(Object location annotation data)
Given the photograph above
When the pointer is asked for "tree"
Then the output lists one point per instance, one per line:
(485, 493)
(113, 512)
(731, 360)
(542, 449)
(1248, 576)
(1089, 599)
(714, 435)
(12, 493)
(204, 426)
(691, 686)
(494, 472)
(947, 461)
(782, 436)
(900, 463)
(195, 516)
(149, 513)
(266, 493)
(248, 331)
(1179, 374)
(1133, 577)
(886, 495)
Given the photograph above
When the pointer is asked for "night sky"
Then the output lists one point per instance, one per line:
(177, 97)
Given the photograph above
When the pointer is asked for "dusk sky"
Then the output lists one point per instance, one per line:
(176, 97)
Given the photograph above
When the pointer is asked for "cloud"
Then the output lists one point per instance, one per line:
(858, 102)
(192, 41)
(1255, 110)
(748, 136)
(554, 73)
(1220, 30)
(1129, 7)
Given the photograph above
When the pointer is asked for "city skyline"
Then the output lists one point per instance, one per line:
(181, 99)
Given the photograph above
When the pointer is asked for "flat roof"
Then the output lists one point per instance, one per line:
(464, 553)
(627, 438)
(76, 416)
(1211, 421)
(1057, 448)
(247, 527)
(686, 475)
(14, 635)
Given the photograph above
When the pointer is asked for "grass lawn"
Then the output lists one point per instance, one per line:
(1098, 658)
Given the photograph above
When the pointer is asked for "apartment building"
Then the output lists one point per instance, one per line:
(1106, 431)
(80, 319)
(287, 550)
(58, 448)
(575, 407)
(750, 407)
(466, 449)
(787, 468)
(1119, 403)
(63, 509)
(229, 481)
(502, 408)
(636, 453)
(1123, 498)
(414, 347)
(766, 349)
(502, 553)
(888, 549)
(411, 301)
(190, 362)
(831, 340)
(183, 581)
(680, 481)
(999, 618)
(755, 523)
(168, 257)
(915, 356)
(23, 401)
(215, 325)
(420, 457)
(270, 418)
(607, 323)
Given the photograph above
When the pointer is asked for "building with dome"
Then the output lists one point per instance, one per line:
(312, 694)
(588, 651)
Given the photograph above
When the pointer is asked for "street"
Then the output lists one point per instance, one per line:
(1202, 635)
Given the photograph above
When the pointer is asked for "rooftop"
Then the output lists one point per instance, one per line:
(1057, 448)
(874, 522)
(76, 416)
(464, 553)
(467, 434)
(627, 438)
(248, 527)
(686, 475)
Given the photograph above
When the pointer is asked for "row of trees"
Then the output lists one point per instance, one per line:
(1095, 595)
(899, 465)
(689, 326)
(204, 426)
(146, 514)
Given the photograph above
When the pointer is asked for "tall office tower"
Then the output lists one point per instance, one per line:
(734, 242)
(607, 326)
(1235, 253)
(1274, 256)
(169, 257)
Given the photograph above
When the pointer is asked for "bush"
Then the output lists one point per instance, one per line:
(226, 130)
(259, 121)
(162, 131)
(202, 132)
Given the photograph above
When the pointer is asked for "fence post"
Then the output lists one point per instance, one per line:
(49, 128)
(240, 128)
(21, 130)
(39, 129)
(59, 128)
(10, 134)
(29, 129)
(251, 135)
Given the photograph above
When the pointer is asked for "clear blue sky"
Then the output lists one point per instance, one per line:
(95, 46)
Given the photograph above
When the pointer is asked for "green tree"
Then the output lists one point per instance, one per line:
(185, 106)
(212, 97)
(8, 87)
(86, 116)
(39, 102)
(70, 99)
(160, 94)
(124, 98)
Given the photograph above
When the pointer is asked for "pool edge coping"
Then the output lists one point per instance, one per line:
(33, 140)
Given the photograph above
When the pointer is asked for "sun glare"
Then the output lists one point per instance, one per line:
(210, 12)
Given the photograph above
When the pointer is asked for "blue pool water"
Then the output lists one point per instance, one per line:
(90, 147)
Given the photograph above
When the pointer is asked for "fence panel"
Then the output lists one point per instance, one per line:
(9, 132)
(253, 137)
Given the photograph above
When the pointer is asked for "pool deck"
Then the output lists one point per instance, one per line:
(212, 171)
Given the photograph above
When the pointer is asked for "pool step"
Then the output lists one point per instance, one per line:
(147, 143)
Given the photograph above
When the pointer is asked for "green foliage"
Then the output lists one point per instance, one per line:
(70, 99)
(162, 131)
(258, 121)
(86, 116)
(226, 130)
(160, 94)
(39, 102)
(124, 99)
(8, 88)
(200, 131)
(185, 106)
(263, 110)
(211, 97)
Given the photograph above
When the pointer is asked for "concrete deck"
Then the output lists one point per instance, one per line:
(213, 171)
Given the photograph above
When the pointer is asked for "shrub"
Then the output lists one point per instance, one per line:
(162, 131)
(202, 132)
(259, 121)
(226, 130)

**Directions**
Copy all of the data above line for line, with nothing changed.

**Reply to the task**
Given the photograph above
When the pointer is asked for "tree"
Then the output lists one point per instance, one per line:
(485, 493)
(113, 512)
(731, 360)
(542, 449)
(1248, 576)
(1089, 599)
(714, 435)
(12, 493)
(204, 426)
(691, 686)
(494, 472)
(947, 461)
(782, 436)
(900, 463)
(195, 516)
(149, 513)
(266, 493)
(248, 331)
(1179, 374)
(1133, 577)
(886, 495)
Given the photograph above
When the pointer is asked for "night sky"
Then the output lists one point per instance, one per line:
(177, 97)
Given the photograph above
When the pointer is asked for "dusk sky"
Then the output lists one point per instance, one per line:
(176, 97)
Given the photograph above
When the pointer is asked for "cloud"
Then the output lists one point per instance, one per line:
(858, 102)
(192, 41)
(1255, 110)
(748, 136)
(554, 73)
(1220, 30)
(1129, 7)
Given the photograph above
When the pointer is asked for "city skyline"
Then the output lists one point per instance, one per line:
(181, 99)
Given the photograph above
When the pointer is asked for "flat roof"
Then the output lists one point per instance, one per line:
(464, 553)
(627, 438)
(76, 416)
(1211, 421)
(1057, 448)
(247, 527)
(686, 475)
(14, 635)
Given the photograph above
When the pointer is asked for "grass lawn"
Then the output lists one point per instance, one per line:
(1098, 658)
Given the photograph above
When the pointer is asked for "apartment building"
Then the output lists one point per instance, one per line:
(1106, 431)
(80, 319)
(287, 550)
(58, 448)
(575, 407)
(750, 407)
(466, 449)
(787, 468)
(1119, 403)
(63, 509)
(229, 481)
(502, 408)
(636, 453)
(1123, 498)
(414, 347)
(766, 349)
(502, 553)
(888, 549)
(411, 301)
(190, 362)
(831, 340)
(183, 581)
(680, 481)
(999, 618)
(755, 523)
(168, 257)
(915, 356)
(23, 401)
(215, 325)
(420, 457)
(270, 418)
(607, 323)
Given the photograph above
When the pointer is asked for "building with dome"
Then the output lists one point per instance, one per line:
(312, 694)
(588, 651)
Given the photograph above
When the pointer is asked for "street"
Then the output lists one point per instance, one per line:
(1202, 635)
Given the photograph above
When the pointer is asked for "rooftop"
Then the output lists one point per instance, one per line:
(1057, 448)
(874, 522)
(76, 416)
(464, 553)
(467, 434)
(627, 438)
(248, 527)
(686, 475)
Given the photograph above
When the pointer is asked for "row of trees"
Then the output lists one point per instance, one per line:
(1095, 595)
(899, 465)
(689, 326)
(204, 426)
(146, 514)
Given the photograph above
When the pointer is asked for "tall office tower"
Then the output lists one point per instance, one per line:
(734, 242)
(607, 326)
(1235, 253)
(1274, 256)
(169, 257)
Given the photograph above
When the pointer is asked for "bush"
Then the output lists one point per instance, one per line:
(226, 130)
(259, 121)
(162, 131)
(202, 132)
Given the photograph above
When the pointer is asked for "fence post"
Then the output lists one point per instance, one per line:
(49, 128)
(240, 128)
(21, 130)
(39, 129)
(59, 128)
(10, 134)
(29, 129)
(251, 135)
Given the photograph above
When the pointer is asked for "clear blue sky"
Then the output lists one point per instance, one per line:
(95, 46)
Given the photograph above
When the pointer is asked for "green tree"
Then the output lists one point per instance, one per line:
(185, 106)
(212, 97)
(8, 87)
(86, 116)
(39, 102)
(70, 99)
(160, 94)
(124, 98)
Given the photograph above
When the pointer is asked for "pool edge coping"
Then the output lists one point per instance, one per line:
(33, 140)
Given the photograph above
When the pointer is asked for "sun glare"
Then the output lists one point per instance, one per line:
(210, 12)
Given the photograph above
When the pointer is asked for "blue pool water"
Then the output lists one point per instance, one per line:
(90, 147)
Given the photograph above
When the pointer is asked for "fence panel"
Then the output lists one point per instance, one per line:
(9, 132)
(253, 137)
Given the photograph above
When the pointer is asked for "pool deck"
Then the output lists one point per instance, one per line:
(212, 171)
Given the photograph above
When the pointer is asked for "pool step"
Then the output lists one point per instance, one per line:
(147, 143)
Given the photograph above
When the pointer is asked for "green foliage"
Then the output lists one point per instance, one per line:
(70, 99)
(162, 131)
(258, 121)
(86, 116)
(226, 130)
(160, 94)
(39, 102)
(124, 99)
(8, 88)
(200, 131)
(185, 106)
(263, 110)
(211, 97)
Given the photograph above
When the pointer is asked for "concrete deck"
Then the output lists one point per instance, one per line:
(213, 171)
Given the photograph above
When the pointer is asked for "shrub"
Then the output lists one point per instance, one per line:
(162, 131)
(202, 132)
(259, 121)
(226, 130)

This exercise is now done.